----- Material provided

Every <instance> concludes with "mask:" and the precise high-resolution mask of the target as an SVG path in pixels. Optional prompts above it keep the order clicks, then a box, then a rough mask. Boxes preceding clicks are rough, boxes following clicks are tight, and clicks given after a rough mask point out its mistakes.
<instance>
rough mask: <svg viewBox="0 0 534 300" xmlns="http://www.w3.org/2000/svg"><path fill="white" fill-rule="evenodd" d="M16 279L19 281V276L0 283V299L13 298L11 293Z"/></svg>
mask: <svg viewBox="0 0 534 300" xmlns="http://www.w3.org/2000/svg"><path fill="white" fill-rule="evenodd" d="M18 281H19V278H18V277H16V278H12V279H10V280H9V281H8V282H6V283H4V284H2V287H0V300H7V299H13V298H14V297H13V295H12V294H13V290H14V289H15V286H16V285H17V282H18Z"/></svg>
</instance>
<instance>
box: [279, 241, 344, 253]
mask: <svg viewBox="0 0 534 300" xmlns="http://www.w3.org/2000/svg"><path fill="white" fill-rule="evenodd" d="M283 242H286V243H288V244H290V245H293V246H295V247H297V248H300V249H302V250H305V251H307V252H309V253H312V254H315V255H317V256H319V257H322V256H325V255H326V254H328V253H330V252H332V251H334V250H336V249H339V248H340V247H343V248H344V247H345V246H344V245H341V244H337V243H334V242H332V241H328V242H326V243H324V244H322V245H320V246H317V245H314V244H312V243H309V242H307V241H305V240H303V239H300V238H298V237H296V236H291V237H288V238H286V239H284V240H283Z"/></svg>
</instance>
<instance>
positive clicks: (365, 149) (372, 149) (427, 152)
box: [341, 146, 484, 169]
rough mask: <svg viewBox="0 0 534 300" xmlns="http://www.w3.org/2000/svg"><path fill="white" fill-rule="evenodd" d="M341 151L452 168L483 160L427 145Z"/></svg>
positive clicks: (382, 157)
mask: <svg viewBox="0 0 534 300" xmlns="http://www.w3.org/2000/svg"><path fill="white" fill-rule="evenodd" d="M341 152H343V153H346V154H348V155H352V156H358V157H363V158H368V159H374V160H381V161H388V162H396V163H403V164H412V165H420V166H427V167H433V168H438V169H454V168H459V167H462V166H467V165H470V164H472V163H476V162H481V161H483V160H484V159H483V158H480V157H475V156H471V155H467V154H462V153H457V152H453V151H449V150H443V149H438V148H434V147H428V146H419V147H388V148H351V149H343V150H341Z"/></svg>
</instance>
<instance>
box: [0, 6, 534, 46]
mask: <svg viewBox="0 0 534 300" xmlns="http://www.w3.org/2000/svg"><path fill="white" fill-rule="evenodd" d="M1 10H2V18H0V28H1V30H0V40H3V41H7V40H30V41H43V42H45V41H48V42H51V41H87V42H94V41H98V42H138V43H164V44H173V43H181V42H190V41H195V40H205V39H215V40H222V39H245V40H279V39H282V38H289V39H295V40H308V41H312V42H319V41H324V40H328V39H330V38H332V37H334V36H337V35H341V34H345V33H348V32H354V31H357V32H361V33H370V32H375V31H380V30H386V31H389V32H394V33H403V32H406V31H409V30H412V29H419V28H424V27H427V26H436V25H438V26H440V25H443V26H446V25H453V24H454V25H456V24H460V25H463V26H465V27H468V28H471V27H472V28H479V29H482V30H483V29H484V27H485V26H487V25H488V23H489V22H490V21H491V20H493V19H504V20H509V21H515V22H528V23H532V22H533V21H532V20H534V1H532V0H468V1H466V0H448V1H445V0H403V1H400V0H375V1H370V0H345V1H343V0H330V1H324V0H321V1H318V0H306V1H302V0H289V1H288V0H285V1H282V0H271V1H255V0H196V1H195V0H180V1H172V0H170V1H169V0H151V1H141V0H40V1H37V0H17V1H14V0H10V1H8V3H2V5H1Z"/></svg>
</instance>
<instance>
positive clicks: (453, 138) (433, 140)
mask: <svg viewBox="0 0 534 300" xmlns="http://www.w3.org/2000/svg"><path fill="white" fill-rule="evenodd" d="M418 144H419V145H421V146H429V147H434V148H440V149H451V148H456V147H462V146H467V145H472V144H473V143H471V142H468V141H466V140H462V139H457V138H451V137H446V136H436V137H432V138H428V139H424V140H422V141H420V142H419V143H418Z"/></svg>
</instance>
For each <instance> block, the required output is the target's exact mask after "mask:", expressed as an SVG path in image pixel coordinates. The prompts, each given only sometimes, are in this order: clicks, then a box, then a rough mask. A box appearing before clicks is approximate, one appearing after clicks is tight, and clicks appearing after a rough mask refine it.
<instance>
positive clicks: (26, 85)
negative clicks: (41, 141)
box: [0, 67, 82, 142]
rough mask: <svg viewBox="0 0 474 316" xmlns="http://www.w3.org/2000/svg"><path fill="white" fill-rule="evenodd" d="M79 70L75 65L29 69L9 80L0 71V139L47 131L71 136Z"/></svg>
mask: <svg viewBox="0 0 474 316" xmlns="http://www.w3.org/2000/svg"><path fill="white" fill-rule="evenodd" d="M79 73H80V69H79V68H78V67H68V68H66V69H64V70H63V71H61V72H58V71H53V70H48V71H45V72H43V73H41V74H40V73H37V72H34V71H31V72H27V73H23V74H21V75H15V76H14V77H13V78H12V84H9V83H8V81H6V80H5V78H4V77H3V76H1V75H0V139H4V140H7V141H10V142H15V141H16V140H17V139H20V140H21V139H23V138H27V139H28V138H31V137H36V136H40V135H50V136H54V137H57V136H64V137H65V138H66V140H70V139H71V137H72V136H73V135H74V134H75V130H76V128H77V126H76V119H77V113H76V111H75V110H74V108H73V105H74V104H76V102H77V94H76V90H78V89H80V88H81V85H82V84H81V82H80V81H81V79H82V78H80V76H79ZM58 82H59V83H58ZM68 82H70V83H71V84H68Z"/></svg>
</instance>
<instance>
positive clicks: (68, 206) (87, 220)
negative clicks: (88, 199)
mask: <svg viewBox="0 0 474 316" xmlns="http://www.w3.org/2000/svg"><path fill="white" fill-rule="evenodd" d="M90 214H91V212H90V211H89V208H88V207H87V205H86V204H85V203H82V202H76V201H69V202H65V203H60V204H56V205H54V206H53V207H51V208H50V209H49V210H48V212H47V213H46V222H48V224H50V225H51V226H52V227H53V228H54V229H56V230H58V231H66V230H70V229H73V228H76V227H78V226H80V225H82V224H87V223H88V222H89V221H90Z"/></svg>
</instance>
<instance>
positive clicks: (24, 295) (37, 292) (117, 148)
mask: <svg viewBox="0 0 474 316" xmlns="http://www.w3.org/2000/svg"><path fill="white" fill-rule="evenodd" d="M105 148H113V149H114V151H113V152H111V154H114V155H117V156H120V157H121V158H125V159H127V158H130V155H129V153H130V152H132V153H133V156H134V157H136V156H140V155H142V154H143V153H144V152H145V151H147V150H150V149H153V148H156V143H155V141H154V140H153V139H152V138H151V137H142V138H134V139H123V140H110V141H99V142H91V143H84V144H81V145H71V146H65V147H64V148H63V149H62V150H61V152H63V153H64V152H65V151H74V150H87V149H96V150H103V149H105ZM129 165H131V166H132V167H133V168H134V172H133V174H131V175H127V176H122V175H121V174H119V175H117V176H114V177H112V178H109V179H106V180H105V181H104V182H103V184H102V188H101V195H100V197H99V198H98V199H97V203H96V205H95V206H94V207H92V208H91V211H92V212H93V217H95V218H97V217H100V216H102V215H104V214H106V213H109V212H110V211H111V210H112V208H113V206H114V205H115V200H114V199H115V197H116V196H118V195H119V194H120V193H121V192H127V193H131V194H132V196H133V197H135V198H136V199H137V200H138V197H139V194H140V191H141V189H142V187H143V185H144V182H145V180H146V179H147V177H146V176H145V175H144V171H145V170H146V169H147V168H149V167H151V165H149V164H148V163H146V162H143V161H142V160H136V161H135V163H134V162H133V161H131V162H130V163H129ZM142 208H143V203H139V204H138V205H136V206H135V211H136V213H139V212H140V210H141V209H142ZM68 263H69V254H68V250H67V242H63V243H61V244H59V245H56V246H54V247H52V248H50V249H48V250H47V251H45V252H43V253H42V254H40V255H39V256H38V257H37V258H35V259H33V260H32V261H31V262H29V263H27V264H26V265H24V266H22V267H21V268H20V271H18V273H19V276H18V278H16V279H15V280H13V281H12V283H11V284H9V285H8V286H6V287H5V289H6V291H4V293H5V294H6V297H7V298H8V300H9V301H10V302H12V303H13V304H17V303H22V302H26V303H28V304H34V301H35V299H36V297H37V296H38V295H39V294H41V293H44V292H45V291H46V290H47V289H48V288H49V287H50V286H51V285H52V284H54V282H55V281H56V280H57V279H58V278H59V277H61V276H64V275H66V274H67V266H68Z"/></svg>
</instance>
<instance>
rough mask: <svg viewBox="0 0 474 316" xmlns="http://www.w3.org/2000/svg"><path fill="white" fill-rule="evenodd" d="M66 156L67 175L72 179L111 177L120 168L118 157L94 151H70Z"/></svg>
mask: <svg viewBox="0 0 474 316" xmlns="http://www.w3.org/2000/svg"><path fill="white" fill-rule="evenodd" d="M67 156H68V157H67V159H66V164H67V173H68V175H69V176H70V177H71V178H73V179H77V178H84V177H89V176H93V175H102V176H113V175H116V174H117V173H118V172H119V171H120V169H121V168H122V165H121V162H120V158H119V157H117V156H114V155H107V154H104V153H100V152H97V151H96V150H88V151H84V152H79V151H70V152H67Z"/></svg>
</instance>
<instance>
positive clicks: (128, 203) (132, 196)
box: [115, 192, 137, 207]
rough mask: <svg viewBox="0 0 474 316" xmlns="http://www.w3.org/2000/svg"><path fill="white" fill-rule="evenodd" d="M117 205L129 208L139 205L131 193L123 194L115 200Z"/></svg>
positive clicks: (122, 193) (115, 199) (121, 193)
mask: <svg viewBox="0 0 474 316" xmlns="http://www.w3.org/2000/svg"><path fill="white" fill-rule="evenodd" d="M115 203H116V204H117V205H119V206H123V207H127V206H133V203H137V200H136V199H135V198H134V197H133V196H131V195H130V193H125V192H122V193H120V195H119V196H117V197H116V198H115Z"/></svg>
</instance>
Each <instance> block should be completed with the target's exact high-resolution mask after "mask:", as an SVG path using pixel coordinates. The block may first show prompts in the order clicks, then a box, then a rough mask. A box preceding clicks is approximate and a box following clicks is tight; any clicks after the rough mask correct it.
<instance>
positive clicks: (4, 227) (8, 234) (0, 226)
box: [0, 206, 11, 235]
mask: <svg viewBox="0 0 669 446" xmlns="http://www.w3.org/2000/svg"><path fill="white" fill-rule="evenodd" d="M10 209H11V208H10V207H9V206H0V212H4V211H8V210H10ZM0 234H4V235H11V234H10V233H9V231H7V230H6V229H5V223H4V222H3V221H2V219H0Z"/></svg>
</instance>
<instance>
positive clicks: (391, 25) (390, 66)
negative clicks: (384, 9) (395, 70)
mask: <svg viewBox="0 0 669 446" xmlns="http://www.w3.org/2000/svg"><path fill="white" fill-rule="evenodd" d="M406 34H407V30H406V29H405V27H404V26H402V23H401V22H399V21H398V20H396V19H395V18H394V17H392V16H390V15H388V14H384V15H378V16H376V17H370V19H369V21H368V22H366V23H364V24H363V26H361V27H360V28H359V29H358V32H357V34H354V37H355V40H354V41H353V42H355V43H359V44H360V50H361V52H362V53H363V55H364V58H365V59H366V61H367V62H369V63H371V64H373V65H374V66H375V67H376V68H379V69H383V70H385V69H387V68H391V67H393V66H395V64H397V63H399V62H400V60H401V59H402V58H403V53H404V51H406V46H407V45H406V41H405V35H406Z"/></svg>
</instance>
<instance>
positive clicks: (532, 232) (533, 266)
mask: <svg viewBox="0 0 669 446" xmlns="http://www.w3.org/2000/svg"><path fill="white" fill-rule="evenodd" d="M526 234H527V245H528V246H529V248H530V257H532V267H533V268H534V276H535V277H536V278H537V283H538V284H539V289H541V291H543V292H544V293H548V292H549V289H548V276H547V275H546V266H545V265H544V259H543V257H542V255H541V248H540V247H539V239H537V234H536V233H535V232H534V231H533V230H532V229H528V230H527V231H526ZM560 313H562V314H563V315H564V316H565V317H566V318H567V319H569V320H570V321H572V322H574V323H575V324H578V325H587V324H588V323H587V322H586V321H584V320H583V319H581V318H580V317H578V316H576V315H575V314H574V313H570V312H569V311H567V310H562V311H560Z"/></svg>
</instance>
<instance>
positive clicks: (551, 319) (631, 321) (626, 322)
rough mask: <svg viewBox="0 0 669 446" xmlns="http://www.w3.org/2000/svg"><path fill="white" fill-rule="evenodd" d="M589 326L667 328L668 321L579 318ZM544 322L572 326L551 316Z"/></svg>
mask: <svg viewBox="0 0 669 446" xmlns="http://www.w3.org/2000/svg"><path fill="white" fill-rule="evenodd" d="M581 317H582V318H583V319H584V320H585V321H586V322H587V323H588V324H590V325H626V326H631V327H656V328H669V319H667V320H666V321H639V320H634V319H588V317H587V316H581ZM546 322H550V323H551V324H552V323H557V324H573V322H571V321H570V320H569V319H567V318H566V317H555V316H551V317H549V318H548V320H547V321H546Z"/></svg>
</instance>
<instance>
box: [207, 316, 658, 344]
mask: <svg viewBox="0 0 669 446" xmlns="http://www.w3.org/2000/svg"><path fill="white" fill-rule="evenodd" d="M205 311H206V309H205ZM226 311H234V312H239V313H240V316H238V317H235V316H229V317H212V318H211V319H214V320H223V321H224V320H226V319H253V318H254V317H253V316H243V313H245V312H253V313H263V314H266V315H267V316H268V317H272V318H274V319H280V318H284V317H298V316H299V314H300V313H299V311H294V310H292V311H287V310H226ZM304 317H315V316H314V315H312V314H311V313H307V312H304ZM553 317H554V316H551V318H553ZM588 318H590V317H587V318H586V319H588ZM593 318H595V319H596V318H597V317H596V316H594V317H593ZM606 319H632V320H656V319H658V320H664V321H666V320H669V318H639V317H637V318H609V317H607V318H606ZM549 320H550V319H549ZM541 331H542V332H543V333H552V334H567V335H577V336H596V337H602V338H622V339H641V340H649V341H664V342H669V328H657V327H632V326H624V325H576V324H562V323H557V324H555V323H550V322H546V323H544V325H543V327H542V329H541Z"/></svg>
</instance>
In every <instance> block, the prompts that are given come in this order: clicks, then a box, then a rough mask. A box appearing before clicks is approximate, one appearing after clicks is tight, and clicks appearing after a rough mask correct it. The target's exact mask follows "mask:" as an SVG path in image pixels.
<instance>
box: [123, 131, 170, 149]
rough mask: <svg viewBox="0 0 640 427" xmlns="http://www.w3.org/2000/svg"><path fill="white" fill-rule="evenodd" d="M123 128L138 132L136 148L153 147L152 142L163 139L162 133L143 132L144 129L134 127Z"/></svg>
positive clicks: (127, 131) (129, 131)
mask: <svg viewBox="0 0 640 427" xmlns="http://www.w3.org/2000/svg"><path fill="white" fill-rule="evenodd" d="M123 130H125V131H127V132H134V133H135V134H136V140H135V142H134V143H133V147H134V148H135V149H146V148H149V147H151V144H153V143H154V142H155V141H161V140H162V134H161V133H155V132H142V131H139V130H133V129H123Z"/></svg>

----------

● Assignment
In the data shown above, how many lines hold the string "image"? The answer is the number alone.

● Result
2